---------- MATERIAL FOR THE TASK

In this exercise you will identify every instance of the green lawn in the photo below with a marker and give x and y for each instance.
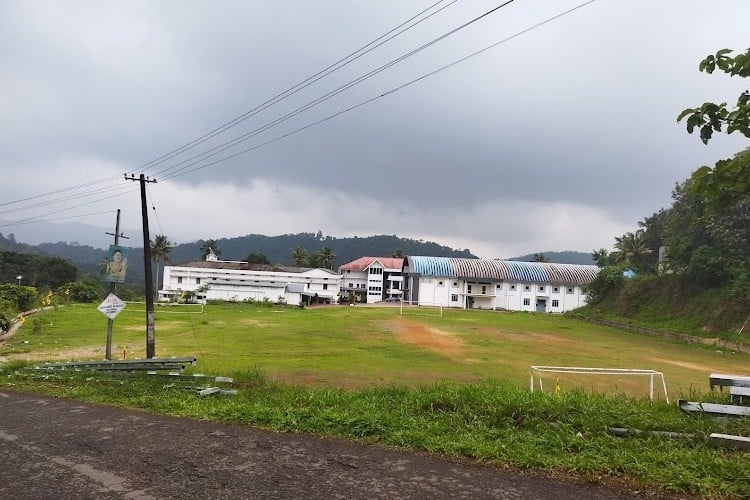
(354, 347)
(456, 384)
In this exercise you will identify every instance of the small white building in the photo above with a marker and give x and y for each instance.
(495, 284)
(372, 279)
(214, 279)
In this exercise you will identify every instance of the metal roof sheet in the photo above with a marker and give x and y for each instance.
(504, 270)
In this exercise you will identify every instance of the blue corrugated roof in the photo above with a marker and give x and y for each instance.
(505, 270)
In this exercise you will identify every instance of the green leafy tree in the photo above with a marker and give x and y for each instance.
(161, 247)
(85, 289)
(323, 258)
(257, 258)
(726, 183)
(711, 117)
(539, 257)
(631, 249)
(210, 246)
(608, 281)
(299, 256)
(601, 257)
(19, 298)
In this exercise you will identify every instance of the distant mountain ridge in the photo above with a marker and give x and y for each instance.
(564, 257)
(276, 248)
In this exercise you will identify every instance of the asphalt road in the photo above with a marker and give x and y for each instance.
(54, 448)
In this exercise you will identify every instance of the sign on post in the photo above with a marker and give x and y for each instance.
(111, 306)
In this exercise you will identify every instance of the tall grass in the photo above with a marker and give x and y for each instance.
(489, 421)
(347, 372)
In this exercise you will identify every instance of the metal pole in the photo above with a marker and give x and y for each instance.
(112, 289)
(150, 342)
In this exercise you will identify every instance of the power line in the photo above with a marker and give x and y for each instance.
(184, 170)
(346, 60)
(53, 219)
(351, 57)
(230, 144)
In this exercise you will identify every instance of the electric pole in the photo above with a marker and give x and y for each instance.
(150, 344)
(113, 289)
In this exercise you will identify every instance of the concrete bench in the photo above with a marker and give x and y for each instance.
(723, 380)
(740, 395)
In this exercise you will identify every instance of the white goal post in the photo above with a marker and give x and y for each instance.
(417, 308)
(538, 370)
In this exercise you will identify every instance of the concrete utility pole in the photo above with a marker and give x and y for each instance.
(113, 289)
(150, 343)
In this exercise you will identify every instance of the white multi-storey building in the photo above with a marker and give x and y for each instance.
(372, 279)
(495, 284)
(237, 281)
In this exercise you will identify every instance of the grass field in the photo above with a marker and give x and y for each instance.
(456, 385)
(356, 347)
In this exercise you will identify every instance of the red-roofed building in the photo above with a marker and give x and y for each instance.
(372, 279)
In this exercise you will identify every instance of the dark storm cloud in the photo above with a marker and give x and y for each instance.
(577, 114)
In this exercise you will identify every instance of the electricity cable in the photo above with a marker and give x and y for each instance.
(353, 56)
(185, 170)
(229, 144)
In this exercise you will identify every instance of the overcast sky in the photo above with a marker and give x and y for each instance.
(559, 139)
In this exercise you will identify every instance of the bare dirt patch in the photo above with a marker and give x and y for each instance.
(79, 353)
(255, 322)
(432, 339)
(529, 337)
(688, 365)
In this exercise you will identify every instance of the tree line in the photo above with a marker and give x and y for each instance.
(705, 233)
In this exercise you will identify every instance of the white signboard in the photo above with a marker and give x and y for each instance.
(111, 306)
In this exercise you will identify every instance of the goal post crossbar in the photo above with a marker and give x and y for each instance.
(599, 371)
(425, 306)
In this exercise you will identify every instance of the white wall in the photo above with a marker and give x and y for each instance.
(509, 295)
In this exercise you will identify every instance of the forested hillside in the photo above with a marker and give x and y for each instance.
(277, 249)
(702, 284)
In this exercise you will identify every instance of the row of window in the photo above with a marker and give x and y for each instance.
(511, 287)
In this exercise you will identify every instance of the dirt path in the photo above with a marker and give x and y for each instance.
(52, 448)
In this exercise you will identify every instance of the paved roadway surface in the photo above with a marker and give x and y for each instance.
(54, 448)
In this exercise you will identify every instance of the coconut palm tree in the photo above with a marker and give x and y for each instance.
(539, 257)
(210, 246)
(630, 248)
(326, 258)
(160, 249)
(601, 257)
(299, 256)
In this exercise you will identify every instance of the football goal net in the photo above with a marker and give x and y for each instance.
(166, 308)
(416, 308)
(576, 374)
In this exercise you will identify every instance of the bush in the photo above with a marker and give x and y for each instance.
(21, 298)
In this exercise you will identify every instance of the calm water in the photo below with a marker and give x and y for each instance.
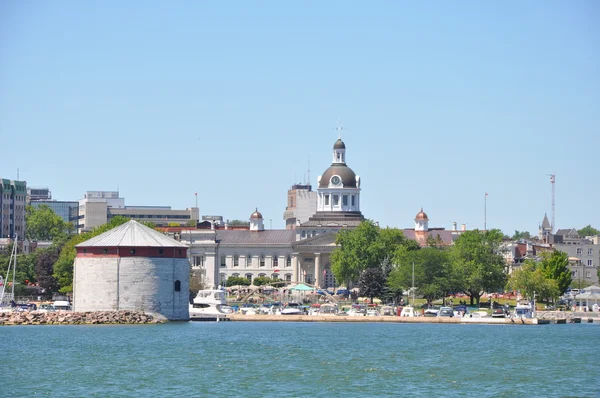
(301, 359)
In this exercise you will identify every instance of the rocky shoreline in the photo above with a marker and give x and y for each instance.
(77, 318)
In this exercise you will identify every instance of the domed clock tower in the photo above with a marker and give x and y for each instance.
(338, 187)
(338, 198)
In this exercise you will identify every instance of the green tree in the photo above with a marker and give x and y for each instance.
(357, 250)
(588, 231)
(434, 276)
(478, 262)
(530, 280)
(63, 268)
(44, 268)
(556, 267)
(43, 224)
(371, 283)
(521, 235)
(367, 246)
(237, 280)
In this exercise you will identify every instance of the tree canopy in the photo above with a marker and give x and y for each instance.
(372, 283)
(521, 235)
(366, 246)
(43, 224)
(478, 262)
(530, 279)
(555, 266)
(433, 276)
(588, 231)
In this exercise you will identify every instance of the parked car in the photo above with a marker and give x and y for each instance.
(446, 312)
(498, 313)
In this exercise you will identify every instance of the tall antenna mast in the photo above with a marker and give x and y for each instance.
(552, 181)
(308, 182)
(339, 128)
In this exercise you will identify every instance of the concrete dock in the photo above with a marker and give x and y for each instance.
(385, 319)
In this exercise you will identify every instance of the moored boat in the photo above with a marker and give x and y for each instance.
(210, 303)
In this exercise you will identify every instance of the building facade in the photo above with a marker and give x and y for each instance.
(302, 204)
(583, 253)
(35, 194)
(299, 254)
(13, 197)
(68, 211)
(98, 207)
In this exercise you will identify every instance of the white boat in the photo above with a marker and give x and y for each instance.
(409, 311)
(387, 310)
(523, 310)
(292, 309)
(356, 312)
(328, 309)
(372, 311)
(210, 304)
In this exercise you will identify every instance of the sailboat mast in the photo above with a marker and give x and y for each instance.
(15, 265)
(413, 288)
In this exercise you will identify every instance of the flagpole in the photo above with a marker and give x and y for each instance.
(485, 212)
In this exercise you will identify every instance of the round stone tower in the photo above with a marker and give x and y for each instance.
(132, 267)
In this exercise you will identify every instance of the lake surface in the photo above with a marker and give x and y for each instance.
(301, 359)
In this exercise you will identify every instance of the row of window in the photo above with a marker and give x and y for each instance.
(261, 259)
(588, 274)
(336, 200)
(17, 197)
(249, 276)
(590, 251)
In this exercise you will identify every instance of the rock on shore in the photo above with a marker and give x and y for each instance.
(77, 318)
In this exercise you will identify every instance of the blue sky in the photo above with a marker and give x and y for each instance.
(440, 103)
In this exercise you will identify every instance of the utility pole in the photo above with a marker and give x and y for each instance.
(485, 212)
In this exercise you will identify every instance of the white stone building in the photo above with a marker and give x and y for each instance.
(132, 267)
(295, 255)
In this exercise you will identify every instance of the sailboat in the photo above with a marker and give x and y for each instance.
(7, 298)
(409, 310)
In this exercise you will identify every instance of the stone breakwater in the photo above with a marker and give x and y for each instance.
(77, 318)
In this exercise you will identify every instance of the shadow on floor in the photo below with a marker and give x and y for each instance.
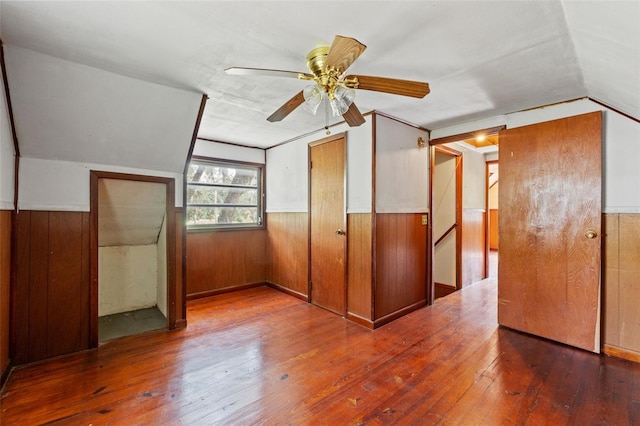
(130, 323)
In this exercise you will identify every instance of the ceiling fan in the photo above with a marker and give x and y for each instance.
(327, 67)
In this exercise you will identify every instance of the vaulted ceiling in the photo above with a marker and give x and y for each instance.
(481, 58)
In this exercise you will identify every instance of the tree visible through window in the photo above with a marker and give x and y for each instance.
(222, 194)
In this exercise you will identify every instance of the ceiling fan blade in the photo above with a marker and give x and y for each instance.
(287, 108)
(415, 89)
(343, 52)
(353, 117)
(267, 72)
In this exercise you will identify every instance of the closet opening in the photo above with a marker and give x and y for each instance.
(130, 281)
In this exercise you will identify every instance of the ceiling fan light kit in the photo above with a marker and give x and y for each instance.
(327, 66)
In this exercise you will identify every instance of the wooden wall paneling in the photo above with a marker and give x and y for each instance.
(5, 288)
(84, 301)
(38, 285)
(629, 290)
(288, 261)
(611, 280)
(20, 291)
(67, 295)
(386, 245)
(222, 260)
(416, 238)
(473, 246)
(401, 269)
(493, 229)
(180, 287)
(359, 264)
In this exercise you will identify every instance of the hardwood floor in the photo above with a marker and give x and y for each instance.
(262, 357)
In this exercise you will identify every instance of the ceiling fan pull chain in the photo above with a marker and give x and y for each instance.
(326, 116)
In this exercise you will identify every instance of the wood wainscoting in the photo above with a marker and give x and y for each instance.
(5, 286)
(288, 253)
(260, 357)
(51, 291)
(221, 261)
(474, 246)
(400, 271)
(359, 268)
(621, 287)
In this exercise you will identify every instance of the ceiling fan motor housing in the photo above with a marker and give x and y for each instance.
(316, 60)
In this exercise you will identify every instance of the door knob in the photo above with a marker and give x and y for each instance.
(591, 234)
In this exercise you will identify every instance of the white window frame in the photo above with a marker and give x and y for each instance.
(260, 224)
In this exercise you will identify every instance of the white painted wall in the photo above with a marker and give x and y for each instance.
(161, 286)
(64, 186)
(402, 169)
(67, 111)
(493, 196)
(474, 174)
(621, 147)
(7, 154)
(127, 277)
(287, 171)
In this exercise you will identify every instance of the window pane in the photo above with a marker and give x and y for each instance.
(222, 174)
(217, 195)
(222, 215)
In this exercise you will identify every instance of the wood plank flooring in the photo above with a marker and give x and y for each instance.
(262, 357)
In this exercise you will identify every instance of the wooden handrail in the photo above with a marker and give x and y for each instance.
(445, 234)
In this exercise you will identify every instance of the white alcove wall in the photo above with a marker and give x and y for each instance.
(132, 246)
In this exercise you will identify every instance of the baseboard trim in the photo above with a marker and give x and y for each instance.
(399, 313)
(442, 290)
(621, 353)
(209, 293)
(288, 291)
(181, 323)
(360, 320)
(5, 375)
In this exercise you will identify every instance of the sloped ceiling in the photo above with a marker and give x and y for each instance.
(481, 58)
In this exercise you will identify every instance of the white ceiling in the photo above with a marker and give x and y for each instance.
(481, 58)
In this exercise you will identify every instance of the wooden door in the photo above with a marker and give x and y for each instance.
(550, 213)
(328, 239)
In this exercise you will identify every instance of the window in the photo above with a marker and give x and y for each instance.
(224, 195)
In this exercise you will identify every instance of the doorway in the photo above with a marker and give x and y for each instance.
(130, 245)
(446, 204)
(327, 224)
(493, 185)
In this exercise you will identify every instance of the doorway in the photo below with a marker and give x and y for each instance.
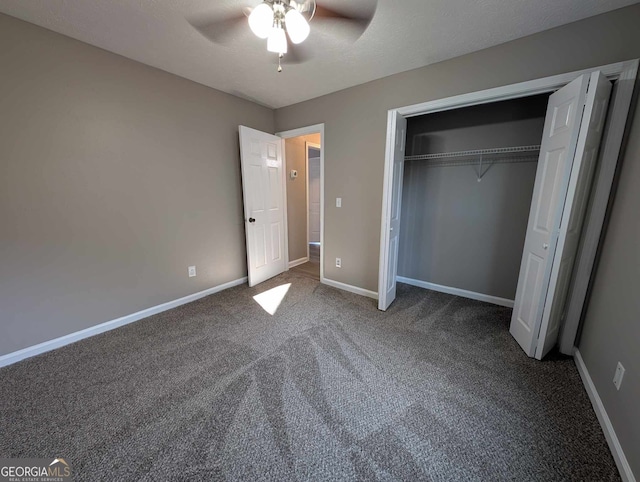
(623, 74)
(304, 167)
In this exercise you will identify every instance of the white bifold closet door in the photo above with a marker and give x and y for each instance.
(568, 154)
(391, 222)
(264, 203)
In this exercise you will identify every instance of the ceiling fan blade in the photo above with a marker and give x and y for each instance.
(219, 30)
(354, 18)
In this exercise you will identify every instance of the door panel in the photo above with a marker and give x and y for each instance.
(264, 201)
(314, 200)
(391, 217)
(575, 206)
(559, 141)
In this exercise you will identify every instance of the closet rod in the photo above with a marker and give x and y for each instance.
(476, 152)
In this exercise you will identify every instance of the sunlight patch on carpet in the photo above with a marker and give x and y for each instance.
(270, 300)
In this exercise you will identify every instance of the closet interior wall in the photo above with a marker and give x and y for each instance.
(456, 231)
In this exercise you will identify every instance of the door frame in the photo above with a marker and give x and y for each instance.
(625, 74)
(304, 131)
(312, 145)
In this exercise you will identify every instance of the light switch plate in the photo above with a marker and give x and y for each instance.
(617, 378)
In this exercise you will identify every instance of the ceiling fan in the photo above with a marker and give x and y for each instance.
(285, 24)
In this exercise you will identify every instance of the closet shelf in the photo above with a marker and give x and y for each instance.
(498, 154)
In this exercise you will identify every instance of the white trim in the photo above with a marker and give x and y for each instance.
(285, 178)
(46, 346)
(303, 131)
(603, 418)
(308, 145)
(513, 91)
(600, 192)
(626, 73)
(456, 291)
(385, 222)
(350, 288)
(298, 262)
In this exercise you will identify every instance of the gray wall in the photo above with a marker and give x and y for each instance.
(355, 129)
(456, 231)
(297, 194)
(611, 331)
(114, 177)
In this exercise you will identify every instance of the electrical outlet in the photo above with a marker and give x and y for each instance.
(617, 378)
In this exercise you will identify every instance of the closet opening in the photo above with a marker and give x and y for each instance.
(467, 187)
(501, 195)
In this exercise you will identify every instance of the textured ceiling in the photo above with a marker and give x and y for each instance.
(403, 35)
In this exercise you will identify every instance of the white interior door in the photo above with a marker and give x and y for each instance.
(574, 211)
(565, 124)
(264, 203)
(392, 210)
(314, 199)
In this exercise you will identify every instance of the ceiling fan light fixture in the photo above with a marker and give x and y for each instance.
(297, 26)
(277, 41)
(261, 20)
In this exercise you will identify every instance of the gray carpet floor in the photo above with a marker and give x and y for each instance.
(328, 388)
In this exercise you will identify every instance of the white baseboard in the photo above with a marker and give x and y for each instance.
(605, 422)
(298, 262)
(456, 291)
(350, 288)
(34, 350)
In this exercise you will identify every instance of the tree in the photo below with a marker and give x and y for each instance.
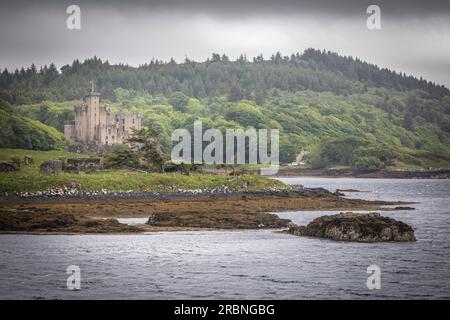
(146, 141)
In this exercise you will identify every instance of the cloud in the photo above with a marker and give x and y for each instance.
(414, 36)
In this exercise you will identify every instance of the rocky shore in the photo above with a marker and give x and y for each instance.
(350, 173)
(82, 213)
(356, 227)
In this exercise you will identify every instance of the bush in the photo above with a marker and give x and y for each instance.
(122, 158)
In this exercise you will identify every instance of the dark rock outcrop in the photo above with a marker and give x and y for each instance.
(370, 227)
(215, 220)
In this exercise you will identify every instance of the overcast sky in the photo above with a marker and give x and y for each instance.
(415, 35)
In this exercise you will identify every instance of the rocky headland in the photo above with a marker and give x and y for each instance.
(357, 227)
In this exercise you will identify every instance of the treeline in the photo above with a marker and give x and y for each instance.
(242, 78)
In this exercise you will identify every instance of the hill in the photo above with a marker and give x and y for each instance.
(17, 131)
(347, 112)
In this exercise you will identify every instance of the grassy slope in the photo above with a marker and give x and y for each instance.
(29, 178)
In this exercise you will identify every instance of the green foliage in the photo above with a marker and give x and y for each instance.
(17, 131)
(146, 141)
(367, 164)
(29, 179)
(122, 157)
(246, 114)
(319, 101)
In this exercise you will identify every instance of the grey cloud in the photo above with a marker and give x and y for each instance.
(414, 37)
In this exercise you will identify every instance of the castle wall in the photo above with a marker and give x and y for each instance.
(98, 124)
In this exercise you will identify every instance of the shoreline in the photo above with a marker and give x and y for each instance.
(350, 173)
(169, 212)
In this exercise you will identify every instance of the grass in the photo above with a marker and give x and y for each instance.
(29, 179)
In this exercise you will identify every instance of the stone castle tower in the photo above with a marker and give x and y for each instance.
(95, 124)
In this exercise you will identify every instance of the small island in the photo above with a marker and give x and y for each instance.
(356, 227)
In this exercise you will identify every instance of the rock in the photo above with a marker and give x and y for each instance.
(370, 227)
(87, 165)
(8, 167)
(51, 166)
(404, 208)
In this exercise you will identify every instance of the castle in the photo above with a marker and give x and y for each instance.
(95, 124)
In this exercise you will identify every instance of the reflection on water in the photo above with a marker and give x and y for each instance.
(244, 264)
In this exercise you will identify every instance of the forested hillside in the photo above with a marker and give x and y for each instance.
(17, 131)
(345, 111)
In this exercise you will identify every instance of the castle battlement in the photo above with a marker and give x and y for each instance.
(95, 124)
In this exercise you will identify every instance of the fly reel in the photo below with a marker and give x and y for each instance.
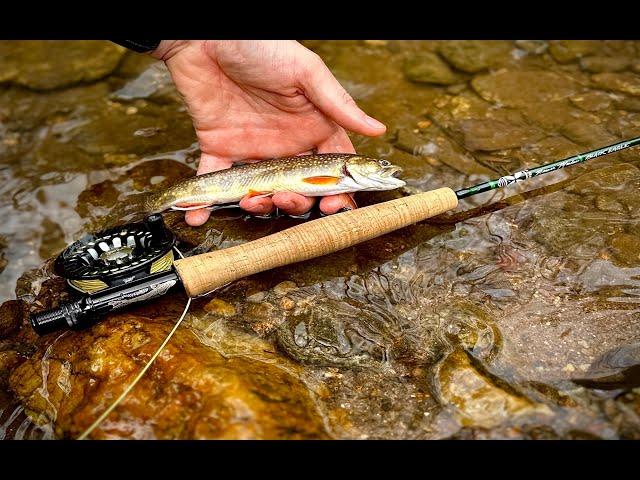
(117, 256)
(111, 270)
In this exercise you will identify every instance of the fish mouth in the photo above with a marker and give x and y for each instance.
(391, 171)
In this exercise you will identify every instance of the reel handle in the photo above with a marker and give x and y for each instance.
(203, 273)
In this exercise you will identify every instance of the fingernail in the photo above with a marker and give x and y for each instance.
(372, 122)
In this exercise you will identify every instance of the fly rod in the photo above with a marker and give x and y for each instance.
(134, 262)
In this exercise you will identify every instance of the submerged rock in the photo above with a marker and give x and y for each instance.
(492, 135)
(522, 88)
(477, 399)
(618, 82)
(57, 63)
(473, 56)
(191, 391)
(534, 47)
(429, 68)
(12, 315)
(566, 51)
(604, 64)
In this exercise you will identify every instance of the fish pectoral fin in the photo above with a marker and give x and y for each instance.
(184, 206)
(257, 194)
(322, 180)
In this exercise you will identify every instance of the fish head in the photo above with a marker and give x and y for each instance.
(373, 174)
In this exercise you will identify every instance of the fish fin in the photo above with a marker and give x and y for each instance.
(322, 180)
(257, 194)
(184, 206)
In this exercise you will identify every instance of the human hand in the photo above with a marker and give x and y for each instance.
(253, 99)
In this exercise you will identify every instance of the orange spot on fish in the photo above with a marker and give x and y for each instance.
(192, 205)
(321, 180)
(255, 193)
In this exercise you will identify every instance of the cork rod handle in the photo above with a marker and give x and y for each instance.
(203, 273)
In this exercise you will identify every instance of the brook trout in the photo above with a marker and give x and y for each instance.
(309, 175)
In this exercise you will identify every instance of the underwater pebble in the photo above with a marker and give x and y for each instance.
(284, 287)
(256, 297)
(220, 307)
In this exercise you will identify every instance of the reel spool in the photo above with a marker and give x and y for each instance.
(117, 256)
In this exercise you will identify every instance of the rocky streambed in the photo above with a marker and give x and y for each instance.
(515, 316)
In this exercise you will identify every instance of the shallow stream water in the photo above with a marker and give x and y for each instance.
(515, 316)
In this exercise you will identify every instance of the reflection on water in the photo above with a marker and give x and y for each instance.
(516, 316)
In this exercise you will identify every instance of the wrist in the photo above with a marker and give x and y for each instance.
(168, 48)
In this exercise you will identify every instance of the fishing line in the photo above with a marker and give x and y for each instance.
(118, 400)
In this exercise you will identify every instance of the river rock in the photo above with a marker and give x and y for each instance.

--------------------

TASK BRIEF
Set down only these lines, exactly: the line containing "In this exercise you will identify every instance of the wrist" and each line after it, through the end of the listing.

CORRECT OUTPUT
In this exercise you will identify every instance of the wrist in the photo above with a marker and give x and y for each instance.
(168, 48)
In this exercise you will identify every instance of the fishing line in the photo above with a marker and give x and y for each instance.
(118, 400)
In this exercise you will identify every instance of the river rock in the photo above with a marker and give x and y for each instance.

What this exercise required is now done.